Activity => Pick up the piece on starting a cheap herb garden after its last sentence and keep writing it.

Source passage =>
Are you interested in starting your own kitchen garden? Growing herbs on your windowsill, balcony or patio is a great place to start, as they are quick and easy to grow. Growing your own herbs can be cheaper than buying potted or cut herbs, and they come with the added satisfaction of eating something you've grown yourself. Here are a few suggestions for starting your own herb garden when you're on a tight budget:
Pots And Soil
Buying pots and soil from your local garden centre can be expensive, but you can often get these supplies from an online shop for a fraction of the cost. So, don't let the initial outlay deter you from starting your own herb garden.
Once you've got hold of a few cheap pots, have a chat with your green-fingered neighbours or friends. They may have some topsoil available and will likely be glad to have someone take it off their hands.
Topsoil is often discarded when a gardener digs a new plot as they add compost to the existing soil and have no need for the leftover topsoil. If you can get some free topsoil, you'll be able to save on costs by buying a small bag of compost or manure and mixing one part compost with one part topsoil to create a nutrient-rich potting mix.
Seeds And Cuttings
Seeds often come in packs of several hundred, so instead of buying a dozen different kinds of seeds, consider hosting a seed swap party with other keen gardeners. You'll be able to secure a greater variety of seeds without blowing your budget.

Dataset extract =>
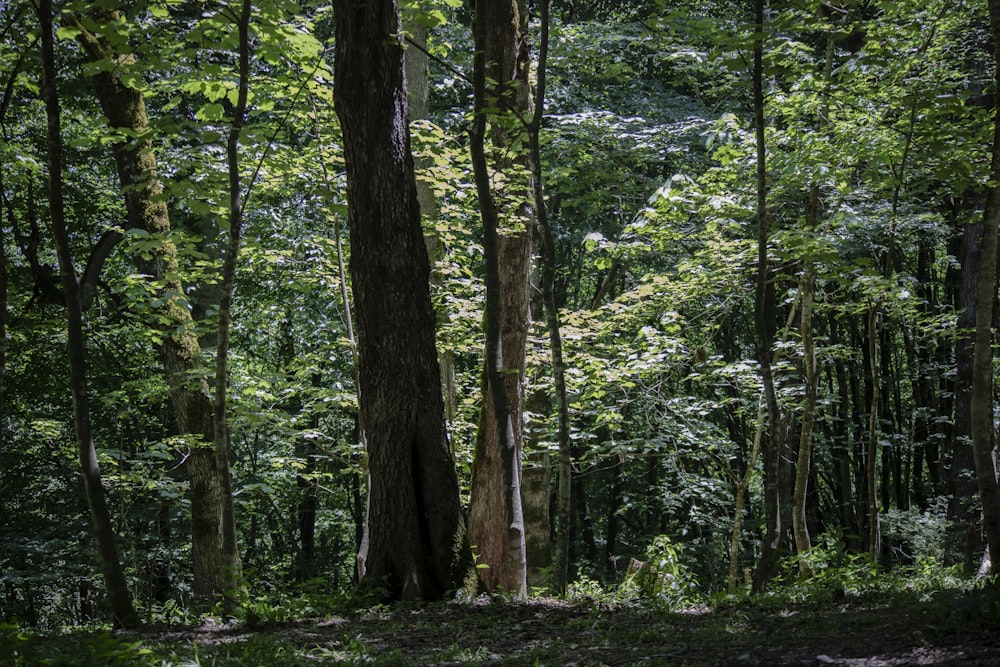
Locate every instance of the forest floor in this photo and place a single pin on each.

* * *

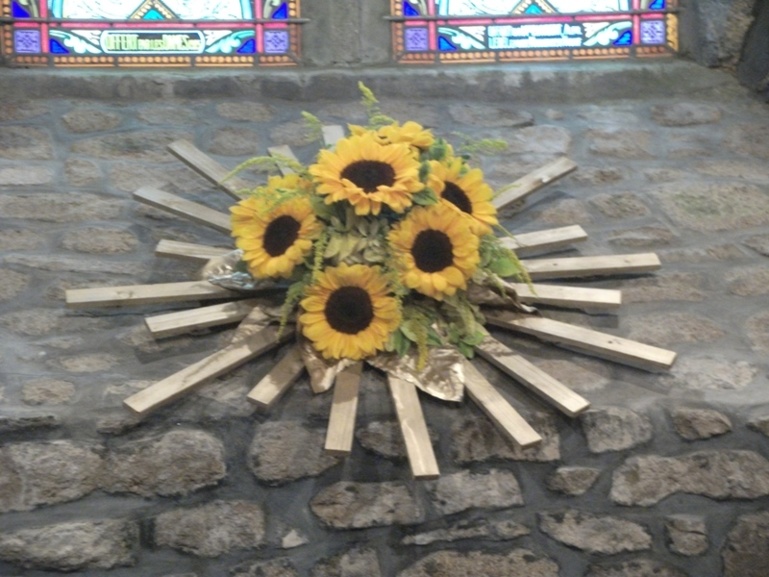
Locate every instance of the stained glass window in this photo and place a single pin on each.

* * *

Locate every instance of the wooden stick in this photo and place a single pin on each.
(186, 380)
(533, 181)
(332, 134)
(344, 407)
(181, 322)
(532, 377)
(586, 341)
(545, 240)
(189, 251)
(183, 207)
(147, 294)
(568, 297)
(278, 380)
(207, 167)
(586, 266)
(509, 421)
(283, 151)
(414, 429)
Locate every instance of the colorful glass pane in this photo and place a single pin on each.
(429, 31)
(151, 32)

Expected answer =>
Another budget-friendly way to get your herb garden started is by taking cuttings from existing plants. Many herbs, including rosemary, mint, sage, and basil, grow well from cuttings that are at least 12cm long. You can obtain cuttings from an existing store-bought plant if you have one or ask a green-fingered friend. Gardeners are often happy to share with other gardening enthusiasts.
To establish a root system on a cutting, simply place it in a glass of cold water by a sunny windowsill and change the water each day to keep bacteria at bay. Roots will start to appear within a few days, and the cutting should be planted in soil when the roots reach 1-2cm in length.
Choosing Your Herbs
When you're just starting out, the last thing you want to do is spend money on herb seeds that never seem to grow. Some herbs are easier to grow than others, so consider these three hardy varieties:
- Rosemary - This bittersweet herb is delicious with lamb or added to focaccia.
- Lemon Verbena - Use this citrusy herb to liven up green salads.
- Mint - Make your own mint tea or Tabbouleh.